> _SUPPLIED DATA_
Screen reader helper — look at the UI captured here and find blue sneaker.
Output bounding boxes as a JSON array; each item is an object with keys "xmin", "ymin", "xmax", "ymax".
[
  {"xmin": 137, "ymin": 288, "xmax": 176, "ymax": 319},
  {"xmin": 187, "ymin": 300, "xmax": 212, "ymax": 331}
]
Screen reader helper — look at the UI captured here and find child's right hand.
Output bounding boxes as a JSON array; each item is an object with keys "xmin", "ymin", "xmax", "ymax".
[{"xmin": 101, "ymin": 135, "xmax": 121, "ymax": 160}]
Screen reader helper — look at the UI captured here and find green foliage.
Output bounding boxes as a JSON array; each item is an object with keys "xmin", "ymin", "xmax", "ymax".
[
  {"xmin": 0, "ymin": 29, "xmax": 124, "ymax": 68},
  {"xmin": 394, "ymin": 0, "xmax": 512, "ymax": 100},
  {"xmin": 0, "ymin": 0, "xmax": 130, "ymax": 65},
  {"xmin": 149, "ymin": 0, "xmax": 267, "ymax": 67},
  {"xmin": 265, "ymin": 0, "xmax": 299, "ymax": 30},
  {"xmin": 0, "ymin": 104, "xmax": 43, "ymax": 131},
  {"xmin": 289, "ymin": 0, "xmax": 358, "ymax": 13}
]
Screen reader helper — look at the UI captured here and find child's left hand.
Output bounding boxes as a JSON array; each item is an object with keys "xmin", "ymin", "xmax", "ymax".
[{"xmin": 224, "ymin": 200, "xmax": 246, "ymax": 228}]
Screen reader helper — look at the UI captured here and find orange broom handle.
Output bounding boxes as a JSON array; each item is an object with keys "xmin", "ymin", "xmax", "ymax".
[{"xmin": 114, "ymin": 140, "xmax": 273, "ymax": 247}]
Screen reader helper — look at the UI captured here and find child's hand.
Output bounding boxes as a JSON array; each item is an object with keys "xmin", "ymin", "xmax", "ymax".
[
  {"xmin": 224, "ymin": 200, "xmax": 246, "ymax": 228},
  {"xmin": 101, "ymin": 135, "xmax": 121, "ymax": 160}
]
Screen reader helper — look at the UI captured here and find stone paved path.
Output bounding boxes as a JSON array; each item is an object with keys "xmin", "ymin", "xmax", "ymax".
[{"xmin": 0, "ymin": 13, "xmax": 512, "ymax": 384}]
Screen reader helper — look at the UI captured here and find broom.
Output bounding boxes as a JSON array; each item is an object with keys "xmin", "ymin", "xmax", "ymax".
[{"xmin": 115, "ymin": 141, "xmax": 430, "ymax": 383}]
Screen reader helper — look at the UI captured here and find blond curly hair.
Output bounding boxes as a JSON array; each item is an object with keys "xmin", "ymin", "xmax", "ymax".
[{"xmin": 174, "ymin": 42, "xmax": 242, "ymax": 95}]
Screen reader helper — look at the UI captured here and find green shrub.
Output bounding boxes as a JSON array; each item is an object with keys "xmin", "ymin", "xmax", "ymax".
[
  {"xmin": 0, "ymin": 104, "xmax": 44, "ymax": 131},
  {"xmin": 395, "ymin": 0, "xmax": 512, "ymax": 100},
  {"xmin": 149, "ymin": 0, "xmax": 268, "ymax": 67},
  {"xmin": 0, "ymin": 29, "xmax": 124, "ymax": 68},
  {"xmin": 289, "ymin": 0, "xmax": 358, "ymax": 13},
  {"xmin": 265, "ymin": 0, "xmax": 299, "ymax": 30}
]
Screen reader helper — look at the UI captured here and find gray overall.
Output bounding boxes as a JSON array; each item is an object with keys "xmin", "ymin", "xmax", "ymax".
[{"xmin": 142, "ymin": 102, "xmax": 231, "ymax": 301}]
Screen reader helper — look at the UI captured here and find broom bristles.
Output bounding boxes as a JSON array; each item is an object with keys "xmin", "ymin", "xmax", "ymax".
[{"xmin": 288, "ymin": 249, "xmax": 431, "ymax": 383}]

> _PROBLEM TO WORK ON_
Count how many lines of the material above contain the string "green". Give only the number.

> _CORRECT OUTPUT_
2